__Challenge A__
List every publication number given under "Also published as" in the game patent text.
__Challenge B__
Write a continuation of the game patent text, starting after its last sentence.

__Reading text__
.....
|Publication number||US5823538 A|
|Application number||US 08/944,079|
|Publication date||Oct 20, 1998|
|Filing date||Oct 4, 1997|
|Priority date||Feb 6, 1997|
|Also published as||CA2279915A1, EP1011828A1, EP1011828A4, US5704610, US5887874, WO1998034694A1|
|Publication number||08944079, 944079, US 5823538 A, US 5823538A, US-A-5823538, US5823538 A, US5823538A|
|Inventors||Adolph E. Goldfarb, Martin I. Goldfarb|
|Original Assignee||Adolph E. Goldfarb|
|Export Citation||BiBTeX, EndNote, RefMan|
|Patent Citations (5), Referenced by (3), Classifications (26), Legal Events (4)|
|External Links: USPTO, USPTO Assignment, Espacenet|
This application is a Continuation-in Part of U.S. application Ser. No. 08/796,713 filed Feb. 6, 1997 in the name of the same inventors now U.S. Pat No. 5,704,610.
Games having a physical action component directed at the players.
Children love competitive action games that involve a degree of suspense and excitement. Often in such games, at some point an action occurs such as a light going on or a siren going off or something falling down. Children also enjoy participating in and causing the action and/or trying to prevent the action. There is further play value in having to react or do something once the action takes place.
The drawings illustrate several forms of the invention.
In one form, the game apparatus is so constructed and arranged as to require a desired portion of the player's body such as her face to be maintained in a player location or area in order for her to effectively play the game. At times dictated by the play of the game, the liquid or other discharge is directed to that player areas and thus at the player. The illustrated game apparatus has a housing with a front face. At least one elongated channel extends from the front face into the housing. Each channel has an open entrance at the front face and a visually observable display such as a light located a substantial distance down into the channel so that the player must align her line of sight with the channel to effectively see the condition (e.g., on or off) of the light. A discharge mechanism such as a spray nozzle operated by a pump is positioned on the front face adjacent to the channel entrance so that when a spray is discharged from the nozzle, it will necessarily strike the adjacent face of the player. In the play of the game, the lights sequentially go on and then off in a rapid but random or apparently random sequence. The player must closely follow the condition of the lights and take action as by depressing a button when a light comes on and before it goes off. Otherwise, the player receives a spray in the face.
.....
__Dataset entries__
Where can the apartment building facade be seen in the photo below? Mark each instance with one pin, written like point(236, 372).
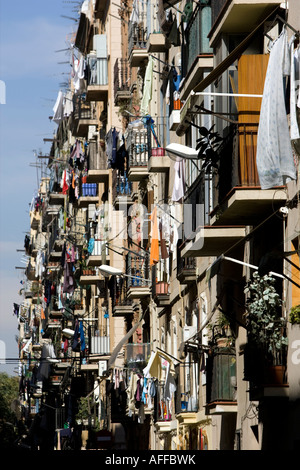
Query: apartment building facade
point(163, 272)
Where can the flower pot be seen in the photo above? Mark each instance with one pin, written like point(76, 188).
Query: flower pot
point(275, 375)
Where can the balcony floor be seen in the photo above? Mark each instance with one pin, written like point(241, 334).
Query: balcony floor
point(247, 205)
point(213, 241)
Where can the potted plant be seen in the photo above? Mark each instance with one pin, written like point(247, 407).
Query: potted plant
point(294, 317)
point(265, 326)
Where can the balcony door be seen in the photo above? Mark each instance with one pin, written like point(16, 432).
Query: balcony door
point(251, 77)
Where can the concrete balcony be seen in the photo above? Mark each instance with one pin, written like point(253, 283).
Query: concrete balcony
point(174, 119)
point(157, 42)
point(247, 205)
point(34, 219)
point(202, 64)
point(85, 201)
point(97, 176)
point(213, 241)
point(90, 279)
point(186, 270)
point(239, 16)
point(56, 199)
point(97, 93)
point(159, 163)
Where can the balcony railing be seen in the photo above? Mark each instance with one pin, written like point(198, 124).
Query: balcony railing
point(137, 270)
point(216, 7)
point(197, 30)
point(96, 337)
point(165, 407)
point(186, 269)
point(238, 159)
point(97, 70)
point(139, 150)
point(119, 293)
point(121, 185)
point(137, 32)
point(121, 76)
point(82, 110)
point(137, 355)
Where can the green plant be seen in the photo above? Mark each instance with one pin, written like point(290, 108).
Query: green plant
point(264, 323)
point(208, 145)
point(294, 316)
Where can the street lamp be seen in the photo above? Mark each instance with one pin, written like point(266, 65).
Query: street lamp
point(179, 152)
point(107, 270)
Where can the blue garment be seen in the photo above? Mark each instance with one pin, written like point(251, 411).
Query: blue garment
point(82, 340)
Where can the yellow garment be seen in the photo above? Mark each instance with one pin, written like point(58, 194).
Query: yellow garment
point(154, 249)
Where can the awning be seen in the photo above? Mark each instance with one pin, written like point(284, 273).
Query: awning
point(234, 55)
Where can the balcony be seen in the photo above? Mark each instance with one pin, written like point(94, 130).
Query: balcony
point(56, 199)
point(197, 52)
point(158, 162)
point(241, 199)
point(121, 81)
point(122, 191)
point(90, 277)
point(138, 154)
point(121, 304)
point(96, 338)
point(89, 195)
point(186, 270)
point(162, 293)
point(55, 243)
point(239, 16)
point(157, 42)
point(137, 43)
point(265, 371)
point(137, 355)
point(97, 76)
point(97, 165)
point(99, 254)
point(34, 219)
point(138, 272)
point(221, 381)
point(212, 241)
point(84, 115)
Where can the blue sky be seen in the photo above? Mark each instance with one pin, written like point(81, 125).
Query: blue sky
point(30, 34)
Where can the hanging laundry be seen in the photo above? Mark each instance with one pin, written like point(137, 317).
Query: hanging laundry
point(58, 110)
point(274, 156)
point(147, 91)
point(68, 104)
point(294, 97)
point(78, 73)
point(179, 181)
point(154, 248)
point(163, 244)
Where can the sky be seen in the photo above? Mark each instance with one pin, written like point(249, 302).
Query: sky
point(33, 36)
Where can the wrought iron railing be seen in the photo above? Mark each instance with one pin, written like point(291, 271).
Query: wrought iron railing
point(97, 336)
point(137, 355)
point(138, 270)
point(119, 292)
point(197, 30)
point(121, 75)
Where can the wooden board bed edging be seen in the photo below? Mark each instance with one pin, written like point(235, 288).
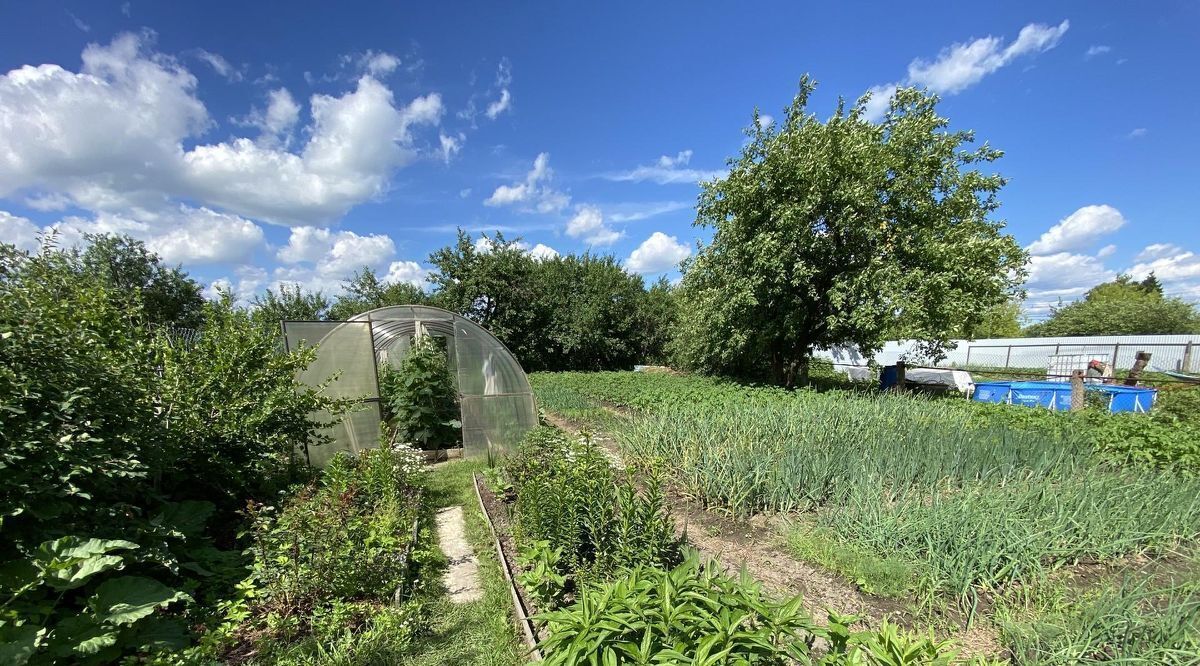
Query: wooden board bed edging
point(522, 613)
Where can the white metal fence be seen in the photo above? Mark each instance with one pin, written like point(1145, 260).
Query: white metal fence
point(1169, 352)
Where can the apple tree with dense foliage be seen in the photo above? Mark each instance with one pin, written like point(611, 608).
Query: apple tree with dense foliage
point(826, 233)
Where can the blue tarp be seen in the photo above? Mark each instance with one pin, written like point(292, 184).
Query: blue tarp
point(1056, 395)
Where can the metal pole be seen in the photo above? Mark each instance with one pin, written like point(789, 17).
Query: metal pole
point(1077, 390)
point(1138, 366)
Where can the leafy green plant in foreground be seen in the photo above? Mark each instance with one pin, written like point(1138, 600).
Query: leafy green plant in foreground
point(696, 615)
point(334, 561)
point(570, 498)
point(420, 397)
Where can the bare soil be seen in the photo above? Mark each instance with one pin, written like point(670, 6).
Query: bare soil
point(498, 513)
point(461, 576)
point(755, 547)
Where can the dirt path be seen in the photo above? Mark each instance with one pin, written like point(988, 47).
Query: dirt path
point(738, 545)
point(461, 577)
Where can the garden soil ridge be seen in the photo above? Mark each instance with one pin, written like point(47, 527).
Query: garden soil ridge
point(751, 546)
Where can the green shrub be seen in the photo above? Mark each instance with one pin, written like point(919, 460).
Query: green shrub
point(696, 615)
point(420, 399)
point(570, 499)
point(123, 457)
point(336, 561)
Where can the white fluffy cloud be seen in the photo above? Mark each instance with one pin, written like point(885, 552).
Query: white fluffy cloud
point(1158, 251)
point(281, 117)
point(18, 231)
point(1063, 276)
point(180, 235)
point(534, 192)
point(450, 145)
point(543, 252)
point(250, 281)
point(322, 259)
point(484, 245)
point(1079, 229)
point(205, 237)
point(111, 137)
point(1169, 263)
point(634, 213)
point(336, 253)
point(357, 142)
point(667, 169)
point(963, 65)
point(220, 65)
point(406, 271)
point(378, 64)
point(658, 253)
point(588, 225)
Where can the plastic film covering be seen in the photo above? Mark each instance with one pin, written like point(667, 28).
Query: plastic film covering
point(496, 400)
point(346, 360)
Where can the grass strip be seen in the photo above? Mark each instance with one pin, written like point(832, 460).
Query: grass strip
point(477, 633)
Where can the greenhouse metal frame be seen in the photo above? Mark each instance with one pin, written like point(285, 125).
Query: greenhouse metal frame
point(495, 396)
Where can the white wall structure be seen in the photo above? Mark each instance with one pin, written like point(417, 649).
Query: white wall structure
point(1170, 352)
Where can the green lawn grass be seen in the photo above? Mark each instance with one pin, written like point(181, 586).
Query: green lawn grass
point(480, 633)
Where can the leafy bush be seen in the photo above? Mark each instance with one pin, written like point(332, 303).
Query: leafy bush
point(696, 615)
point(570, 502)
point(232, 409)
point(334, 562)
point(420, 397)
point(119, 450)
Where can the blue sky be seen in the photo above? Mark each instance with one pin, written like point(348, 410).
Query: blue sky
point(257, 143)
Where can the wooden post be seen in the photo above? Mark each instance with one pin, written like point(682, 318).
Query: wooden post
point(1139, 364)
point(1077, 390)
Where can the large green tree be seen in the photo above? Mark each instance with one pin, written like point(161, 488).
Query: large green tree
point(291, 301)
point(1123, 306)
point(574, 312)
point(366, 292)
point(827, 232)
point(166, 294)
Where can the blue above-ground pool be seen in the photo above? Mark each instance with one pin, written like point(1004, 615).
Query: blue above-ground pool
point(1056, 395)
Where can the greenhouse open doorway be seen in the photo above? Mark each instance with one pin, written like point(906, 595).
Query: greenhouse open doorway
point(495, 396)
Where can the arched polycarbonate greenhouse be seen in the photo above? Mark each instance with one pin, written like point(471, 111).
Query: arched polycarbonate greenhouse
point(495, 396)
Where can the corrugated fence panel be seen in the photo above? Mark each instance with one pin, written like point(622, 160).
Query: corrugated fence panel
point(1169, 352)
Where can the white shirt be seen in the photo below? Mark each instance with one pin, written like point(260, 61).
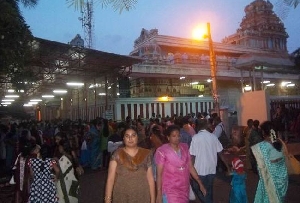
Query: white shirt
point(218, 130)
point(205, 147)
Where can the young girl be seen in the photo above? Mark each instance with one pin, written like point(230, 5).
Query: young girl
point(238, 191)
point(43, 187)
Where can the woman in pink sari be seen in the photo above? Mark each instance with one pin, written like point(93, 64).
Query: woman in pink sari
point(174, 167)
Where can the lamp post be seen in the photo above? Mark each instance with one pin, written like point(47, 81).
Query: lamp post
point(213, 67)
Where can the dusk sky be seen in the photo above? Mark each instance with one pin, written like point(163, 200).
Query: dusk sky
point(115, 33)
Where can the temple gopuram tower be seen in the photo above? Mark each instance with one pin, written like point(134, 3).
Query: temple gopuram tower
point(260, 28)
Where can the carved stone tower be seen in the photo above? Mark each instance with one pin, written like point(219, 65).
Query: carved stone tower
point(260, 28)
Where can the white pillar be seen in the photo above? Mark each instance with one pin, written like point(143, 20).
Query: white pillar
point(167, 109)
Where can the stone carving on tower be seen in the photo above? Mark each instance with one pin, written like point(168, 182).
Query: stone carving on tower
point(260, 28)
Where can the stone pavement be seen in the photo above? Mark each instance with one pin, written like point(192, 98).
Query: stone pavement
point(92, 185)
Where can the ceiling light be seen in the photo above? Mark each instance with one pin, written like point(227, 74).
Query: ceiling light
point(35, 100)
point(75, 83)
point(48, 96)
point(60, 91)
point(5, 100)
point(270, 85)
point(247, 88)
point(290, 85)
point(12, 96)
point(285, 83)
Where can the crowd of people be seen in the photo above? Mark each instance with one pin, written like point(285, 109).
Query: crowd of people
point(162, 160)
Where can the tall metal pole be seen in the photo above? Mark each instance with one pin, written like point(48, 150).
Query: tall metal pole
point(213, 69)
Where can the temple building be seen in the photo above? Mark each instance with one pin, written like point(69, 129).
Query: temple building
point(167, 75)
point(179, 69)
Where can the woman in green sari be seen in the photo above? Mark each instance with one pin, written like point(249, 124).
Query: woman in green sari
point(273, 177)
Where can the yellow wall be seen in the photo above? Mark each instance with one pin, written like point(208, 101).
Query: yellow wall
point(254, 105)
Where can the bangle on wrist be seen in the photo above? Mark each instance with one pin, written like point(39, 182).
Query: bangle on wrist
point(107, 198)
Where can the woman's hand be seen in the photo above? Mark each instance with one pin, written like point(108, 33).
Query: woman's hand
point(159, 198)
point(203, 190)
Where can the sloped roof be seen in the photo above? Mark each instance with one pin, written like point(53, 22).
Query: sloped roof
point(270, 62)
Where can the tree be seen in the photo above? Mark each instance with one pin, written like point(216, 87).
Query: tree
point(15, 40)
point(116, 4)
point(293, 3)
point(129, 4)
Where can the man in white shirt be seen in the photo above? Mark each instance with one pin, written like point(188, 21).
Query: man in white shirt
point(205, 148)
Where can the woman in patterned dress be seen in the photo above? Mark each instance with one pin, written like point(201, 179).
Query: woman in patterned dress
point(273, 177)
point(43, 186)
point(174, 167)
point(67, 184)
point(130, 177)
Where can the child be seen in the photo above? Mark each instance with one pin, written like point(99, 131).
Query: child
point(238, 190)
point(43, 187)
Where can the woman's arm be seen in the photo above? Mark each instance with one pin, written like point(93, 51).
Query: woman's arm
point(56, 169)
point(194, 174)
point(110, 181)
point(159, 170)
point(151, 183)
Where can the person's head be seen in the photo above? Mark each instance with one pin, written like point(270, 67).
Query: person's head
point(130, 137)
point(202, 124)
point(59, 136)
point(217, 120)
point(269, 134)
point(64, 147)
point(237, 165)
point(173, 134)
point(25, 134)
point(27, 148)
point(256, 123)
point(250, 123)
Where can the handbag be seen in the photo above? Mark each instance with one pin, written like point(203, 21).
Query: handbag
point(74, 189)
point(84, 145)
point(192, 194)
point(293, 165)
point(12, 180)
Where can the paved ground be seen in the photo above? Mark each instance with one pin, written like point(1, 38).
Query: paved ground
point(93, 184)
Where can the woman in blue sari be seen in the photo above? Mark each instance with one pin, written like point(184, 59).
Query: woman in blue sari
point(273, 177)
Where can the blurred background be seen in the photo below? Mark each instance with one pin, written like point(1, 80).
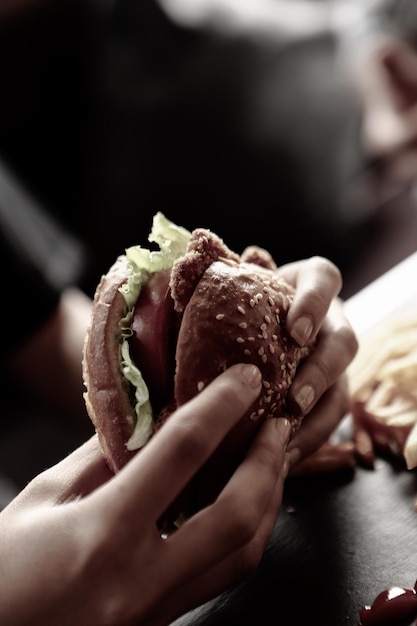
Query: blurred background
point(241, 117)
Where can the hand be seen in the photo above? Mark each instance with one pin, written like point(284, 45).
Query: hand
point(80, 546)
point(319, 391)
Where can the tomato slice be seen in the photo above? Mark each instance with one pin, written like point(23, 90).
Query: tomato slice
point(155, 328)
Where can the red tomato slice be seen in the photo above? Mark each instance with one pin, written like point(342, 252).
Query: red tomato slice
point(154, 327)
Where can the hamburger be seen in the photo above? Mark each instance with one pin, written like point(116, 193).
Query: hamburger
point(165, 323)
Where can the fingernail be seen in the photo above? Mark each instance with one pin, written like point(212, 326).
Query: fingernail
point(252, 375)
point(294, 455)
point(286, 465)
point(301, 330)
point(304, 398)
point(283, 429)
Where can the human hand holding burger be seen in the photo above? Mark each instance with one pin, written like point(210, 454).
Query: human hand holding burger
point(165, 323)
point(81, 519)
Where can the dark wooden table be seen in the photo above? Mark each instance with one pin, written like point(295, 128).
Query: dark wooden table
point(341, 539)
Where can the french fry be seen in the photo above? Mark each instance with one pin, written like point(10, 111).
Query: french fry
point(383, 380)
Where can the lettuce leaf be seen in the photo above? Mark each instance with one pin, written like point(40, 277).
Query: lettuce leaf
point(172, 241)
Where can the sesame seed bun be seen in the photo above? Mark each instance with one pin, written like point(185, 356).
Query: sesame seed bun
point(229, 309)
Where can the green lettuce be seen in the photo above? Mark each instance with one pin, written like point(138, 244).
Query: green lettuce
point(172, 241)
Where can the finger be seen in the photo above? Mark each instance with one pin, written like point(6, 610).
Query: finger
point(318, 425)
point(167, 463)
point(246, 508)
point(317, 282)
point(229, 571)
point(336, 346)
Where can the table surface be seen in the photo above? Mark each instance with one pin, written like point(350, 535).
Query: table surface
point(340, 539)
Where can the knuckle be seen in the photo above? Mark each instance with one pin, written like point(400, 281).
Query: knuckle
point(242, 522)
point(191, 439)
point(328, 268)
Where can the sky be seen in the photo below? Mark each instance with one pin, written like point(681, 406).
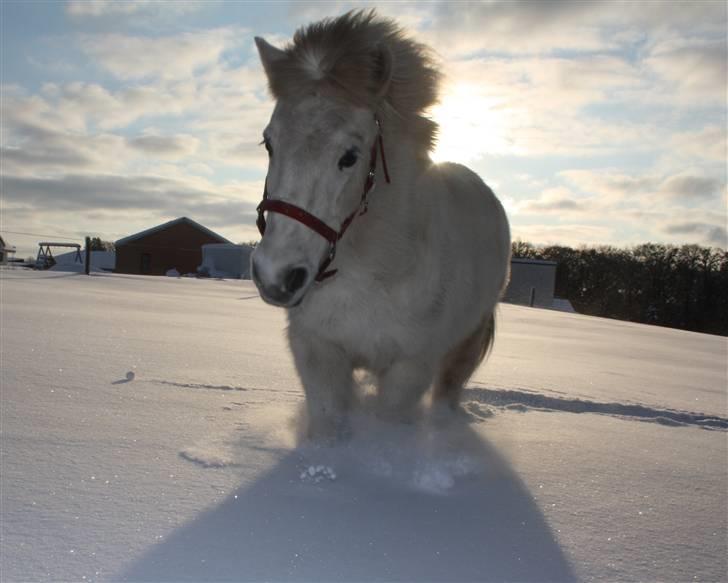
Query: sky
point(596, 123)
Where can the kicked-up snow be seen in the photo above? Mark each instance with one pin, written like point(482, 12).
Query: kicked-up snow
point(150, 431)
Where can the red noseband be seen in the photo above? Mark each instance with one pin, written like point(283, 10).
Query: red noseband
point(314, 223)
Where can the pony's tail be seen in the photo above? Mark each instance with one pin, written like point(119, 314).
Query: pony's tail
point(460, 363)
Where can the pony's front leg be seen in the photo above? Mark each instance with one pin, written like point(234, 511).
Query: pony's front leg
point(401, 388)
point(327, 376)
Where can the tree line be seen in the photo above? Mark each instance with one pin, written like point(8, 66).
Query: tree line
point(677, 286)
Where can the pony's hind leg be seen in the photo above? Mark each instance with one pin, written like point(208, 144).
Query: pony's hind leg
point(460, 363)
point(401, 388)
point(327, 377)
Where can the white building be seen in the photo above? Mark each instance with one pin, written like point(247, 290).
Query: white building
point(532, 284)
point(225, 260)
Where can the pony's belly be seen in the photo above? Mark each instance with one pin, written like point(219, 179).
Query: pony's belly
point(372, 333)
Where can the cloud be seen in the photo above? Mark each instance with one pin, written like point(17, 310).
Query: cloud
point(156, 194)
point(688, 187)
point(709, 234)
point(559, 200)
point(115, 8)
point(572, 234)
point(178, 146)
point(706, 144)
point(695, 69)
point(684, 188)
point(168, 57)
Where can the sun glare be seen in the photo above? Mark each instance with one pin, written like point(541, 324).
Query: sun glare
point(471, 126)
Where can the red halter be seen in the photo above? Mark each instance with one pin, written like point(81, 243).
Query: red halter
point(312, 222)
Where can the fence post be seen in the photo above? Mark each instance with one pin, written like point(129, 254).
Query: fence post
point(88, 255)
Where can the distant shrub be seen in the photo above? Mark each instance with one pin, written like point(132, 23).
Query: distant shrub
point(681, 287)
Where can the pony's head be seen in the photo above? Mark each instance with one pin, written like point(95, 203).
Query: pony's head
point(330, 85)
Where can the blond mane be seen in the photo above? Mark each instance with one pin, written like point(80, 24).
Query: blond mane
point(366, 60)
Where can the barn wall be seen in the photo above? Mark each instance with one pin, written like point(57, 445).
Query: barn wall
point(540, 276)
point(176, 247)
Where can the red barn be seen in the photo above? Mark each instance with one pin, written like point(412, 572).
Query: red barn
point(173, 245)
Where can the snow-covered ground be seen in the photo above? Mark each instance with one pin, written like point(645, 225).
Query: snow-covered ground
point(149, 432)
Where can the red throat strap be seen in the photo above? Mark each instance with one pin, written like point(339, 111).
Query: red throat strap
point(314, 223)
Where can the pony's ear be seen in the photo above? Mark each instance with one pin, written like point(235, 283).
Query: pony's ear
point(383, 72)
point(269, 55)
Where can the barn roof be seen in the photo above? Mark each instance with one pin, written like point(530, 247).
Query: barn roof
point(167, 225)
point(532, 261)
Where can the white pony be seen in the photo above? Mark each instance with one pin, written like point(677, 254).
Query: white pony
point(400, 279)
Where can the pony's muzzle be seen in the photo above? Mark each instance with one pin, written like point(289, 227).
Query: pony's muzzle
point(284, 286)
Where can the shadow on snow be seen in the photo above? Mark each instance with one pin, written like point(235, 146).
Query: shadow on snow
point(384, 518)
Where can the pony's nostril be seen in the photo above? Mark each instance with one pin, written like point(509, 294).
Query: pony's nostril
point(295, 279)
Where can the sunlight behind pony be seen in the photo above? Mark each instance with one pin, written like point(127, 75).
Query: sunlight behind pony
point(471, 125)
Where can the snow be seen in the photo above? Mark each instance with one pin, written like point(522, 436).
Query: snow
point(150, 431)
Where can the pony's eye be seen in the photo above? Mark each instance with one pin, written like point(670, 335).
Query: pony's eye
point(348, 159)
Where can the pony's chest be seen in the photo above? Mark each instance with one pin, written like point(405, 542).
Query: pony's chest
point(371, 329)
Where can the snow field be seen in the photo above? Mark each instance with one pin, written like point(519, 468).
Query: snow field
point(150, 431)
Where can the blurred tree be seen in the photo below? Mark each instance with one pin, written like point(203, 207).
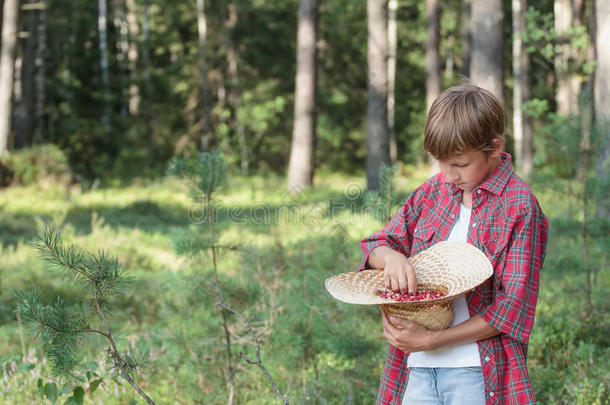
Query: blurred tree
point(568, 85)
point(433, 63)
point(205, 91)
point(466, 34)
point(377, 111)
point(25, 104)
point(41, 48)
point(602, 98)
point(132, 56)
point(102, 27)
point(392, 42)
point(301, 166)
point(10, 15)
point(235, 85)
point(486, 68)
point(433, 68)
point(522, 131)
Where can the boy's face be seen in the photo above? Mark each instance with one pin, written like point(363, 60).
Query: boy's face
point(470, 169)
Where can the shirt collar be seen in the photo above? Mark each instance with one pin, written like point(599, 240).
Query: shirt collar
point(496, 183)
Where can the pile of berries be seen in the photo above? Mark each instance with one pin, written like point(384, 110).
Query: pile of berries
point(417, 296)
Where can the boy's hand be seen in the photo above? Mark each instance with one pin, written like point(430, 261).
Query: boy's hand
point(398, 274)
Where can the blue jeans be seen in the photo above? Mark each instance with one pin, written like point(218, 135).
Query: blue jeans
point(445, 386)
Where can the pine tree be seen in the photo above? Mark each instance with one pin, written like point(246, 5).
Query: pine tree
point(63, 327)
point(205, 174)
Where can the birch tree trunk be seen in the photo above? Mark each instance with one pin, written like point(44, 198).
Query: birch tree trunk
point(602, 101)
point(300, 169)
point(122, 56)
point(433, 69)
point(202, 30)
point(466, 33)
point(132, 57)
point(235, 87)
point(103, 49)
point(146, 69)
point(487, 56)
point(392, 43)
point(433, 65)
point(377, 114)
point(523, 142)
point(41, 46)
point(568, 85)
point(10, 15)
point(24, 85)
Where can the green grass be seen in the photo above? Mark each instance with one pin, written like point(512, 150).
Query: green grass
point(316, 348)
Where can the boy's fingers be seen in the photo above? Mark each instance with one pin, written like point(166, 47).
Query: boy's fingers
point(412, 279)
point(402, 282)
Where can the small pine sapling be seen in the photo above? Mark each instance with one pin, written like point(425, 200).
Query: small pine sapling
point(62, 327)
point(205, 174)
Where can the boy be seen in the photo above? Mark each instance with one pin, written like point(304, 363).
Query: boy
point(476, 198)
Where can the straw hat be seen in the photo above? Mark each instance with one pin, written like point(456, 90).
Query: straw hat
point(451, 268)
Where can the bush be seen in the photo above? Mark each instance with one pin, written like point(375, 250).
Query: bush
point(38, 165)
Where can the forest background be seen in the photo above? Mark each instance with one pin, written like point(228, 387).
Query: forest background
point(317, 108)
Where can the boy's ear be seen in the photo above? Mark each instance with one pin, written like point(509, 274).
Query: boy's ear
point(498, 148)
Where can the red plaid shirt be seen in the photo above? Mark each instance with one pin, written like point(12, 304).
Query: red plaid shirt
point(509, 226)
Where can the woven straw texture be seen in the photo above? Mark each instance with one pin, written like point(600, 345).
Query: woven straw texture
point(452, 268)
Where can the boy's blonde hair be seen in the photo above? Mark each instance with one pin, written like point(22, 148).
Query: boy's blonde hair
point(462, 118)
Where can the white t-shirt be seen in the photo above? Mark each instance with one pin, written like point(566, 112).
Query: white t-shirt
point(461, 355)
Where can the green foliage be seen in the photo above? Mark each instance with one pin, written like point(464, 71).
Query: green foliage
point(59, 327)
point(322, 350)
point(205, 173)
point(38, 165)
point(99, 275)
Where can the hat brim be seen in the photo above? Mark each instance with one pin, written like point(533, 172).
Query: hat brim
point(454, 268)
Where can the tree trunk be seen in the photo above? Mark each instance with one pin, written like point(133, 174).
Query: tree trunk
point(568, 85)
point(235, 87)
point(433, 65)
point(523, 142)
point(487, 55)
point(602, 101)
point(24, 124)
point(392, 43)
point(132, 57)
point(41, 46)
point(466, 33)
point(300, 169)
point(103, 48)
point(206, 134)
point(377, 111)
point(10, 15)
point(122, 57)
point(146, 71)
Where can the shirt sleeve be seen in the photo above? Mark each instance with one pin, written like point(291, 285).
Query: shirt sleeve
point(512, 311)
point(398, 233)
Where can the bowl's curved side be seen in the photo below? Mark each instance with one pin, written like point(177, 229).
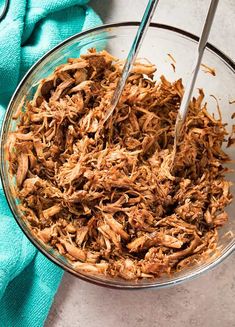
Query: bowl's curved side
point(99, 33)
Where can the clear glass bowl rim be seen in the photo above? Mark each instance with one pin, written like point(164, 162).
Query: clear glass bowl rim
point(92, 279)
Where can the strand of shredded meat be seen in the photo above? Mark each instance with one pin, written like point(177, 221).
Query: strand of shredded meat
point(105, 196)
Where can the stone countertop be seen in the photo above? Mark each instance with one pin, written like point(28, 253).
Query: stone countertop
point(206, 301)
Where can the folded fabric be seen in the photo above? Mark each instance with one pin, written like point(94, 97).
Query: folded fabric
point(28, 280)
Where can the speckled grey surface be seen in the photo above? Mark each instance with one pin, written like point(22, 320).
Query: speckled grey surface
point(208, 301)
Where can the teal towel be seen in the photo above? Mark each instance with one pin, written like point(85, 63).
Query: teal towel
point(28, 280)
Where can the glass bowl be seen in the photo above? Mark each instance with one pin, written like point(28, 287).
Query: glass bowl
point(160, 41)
.....
__Reply A__
CA2279915A1, EP1011828A1, EP1011828A4, US5704610, US5887874, WO1998034694A1

__Reply B__
FIG. 1 is a schematic perspective view of a player holding a hand-held alternative embodiment of the game apparatus.
FIG. 2 is an enlarged front perspective view of the exterior of the game apparatus of FIG. 12.
FIG. 3 is a schematic and diagrammatic showing of components of the game apparatus of FIG. 1, and of the connections between the components.
FIG. 4 is a rear perspective view of the game apparatus of FIG. 1 with portions broken away to reveal details of construction.
FIG. 5 is a further enlarged side sectional view taken generally along line 5--5 of FIG. 4.
FIG. 6 is a flow chart showing the operation of the game apparatus of FIG. 1.
FIG. 7 is a schematic front perspective view of portions of an alternative embodiment of game apparatus.
FIG. 8 is a flow chart showing the operation of the game apparatus of FIG. 7.
FIG. 9 is a flow chart showing the operation of the game apparatus of a further modified game apparatus.
FIG. 10 is an enlarged schematic exploded view of an alternative visual display in the form of an LCD screen.
Embodiments of FIGS. 1 through 10 FIGS. 1 through 10 illustrate another game apparatus 400 which embodies a presently preferred embodiment of the invention. This game apparatus 400 is so designed and configured that the user must generally continuously position her face at a particular player area or location to be able to effectively participate in the play of the game as by observing visually observable display or indicator means. This player location also positions the user's face adjacent to the discharge means so that a discharge will strike the user in her face. This ensures that a player participating in the play of the game cannot avoid the discharge when it occurs.
FIG. 1 illustrates the game apparatus 400 being held by a player. Game apparatus 400 is in the form of a hand-held unit having a case or housing 402 having a front face 404. The housing 402 has is at least one elongated channel 408 that has an open outer end or entrance 409 at the front face 404 and extends a substantial distance into the housing. In each channel 408 a visually observable indicator or display 410 is positioned a substantial distance from the channel entrance 409. This construction requires that the player position her face with her eyes generally directly in line with the channel 408 to be able to effectively see and determine the condition, such as on or off, of the display 410. In the preferred embodiment 400 there are a plurality of channels 408.
A liquid discharge nozzle 412 is located on the housing front face 404 adjacent to the channel 408, so as to direct its discharge flow at the face of the player looking into the channel. The player may be given only a limited amount of time to respond to the condition of the display as by operating an associated response means such as a depressable button 411 also on the housing front face. Failure to correctly respond in time causes a discharge from the nozzle against the player's face.
In the play of the illustrated game apparatus 400, the visual displays 410 sequentially and rapidly turn on and off in a random or apparently random order. When each display 410 goes on, the player attempts to quickly depress the associated button 411 before the display goes off Whenever a button 411 is not depressed quickly enough or the wrong button is depressed, the player receives a spray in the face from the nozzle 412.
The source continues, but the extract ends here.